Records drawn from a dataset:
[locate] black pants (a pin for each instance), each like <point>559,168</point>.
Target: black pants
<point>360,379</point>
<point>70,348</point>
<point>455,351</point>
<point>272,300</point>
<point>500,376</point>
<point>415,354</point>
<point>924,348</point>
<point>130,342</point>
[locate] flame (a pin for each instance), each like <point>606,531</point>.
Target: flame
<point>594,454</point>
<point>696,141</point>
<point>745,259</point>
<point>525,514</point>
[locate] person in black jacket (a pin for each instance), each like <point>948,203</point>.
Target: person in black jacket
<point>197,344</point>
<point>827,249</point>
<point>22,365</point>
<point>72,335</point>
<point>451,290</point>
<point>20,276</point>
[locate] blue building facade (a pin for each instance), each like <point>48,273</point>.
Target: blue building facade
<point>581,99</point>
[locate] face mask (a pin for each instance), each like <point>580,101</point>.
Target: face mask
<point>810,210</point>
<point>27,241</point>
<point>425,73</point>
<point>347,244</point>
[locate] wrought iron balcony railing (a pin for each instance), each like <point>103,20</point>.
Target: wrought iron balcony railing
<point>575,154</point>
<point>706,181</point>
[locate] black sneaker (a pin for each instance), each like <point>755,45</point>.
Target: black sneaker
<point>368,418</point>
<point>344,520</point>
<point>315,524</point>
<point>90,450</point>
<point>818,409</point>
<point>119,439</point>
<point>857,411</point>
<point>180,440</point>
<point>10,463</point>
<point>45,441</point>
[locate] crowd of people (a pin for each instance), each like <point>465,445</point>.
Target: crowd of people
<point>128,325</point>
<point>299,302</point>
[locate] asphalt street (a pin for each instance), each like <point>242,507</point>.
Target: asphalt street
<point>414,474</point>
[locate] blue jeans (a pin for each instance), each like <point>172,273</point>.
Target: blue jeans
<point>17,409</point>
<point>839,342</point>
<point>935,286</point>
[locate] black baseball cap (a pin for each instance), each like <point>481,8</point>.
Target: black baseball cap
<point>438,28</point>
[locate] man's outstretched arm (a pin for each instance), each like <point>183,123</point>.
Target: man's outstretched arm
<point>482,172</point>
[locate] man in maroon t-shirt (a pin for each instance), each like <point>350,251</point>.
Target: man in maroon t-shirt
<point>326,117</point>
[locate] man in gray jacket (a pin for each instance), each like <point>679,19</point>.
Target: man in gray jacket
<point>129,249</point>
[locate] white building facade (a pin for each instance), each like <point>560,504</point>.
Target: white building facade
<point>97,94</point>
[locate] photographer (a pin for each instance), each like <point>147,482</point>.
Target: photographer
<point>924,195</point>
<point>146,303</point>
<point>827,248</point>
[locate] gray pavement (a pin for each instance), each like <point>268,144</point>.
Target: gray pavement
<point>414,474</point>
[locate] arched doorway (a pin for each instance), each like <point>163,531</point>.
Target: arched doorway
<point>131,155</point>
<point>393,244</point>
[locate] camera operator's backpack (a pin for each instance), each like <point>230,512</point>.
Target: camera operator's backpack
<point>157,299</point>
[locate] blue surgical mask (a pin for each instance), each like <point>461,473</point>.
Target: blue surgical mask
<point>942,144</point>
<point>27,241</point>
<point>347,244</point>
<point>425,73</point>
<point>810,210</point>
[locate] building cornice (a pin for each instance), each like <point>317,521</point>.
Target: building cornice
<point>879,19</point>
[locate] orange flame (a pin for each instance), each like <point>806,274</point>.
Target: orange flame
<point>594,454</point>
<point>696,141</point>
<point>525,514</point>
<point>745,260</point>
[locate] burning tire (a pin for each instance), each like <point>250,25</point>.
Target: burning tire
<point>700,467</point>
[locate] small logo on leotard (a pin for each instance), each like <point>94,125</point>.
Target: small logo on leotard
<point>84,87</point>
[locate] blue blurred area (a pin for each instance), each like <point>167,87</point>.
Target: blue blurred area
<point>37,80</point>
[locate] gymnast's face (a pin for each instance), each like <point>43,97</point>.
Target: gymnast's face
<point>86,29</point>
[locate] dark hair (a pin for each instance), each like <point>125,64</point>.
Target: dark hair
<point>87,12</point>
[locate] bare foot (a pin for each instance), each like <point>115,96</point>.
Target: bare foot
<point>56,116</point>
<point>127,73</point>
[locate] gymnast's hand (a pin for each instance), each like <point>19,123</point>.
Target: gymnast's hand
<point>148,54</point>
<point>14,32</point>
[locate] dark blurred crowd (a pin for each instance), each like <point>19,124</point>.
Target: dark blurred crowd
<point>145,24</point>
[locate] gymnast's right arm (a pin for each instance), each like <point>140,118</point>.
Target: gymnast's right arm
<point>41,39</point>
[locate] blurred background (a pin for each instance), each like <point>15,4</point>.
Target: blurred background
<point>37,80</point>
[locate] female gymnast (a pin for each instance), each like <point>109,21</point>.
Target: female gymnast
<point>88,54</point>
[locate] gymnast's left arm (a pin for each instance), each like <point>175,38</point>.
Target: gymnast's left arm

_The problem_
Once the line with "[locate] blue jeans" is found in the records above, print exactly that line and every line after it through the line with "[locate] man's outstretched".

_Solution below_
[locate] blue jeans (a pin for each instance), each like <point>172,273</point>.
Target: blue jeans
<point>17,409</point>
<point>839,342</point>
<point>935,286</point>
[locate] black baseball cap (a pin for each instance), each like <point>481,8</point>.
Target: black baseball cap
<point>438,28</point>
[locate] man's outstretched arm (a pin for each instance), each like <point>183,123</point>.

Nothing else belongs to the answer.